Needed from the data below: every line from the one with "of the central" up to and including the one with "of the small", repeated exactly and with nothing else.
******
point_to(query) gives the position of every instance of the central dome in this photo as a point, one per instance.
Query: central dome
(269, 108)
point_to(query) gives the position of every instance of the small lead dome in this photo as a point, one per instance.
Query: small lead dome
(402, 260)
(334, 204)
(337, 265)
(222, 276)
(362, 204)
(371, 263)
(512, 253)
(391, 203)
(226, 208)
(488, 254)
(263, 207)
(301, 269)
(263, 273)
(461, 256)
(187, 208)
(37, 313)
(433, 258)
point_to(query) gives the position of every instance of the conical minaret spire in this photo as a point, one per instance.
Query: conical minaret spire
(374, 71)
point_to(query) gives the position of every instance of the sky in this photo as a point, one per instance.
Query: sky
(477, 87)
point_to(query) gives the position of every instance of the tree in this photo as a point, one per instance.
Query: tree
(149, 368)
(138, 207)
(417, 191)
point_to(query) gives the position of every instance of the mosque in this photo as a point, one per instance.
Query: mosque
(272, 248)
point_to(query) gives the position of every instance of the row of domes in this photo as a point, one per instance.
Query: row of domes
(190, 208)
******
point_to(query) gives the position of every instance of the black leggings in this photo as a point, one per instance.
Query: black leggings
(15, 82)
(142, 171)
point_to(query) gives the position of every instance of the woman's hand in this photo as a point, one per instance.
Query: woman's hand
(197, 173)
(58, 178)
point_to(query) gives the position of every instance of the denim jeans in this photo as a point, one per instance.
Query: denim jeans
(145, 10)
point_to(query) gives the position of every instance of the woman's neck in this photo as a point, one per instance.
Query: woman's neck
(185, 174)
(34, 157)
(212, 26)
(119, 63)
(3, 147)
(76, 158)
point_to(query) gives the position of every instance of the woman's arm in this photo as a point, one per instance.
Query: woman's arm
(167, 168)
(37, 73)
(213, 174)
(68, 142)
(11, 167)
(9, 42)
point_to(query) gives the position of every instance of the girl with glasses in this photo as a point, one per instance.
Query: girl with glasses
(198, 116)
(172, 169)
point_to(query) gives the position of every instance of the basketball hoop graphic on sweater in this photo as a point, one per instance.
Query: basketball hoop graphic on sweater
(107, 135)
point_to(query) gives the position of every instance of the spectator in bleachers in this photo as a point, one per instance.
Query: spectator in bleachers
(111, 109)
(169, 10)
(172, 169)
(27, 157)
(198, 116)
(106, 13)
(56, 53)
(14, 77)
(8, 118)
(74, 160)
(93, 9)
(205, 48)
******
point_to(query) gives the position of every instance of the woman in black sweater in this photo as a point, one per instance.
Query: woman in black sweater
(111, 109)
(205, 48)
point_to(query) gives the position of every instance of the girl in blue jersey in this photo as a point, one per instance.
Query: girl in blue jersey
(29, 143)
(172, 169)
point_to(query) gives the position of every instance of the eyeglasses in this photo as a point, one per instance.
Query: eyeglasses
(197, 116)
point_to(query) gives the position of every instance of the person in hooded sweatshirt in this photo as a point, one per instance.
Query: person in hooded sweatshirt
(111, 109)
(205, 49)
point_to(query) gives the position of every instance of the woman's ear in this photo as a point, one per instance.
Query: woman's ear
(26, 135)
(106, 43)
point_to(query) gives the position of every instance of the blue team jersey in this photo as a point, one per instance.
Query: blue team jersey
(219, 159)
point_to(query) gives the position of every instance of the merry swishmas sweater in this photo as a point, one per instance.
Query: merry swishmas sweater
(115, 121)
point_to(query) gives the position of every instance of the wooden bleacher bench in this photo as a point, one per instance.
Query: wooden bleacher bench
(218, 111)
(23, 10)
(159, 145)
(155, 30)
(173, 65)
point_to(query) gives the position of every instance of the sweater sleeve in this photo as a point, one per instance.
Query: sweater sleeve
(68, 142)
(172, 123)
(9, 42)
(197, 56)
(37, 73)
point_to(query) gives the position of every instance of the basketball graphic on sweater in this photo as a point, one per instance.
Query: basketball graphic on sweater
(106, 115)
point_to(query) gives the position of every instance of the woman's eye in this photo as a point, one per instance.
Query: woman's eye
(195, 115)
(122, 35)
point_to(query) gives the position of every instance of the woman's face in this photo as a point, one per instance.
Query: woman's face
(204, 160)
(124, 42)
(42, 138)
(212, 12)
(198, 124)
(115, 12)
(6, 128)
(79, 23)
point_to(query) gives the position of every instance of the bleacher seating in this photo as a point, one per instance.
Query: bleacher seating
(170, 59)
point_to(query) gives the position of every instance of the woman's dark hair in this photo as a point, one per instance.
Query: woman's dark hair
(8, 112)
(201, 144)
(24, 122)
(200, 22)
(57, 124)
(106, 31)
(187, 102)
******
▸ THE COMPLETED TASK:
point_to(query) gives the position of every instance of the central dome in this photo as a point, one per instance.
Query: central dome
(269, 108)
point_to(query) gives the position of every instance of the small lead dome in this photo as a point, one per instance.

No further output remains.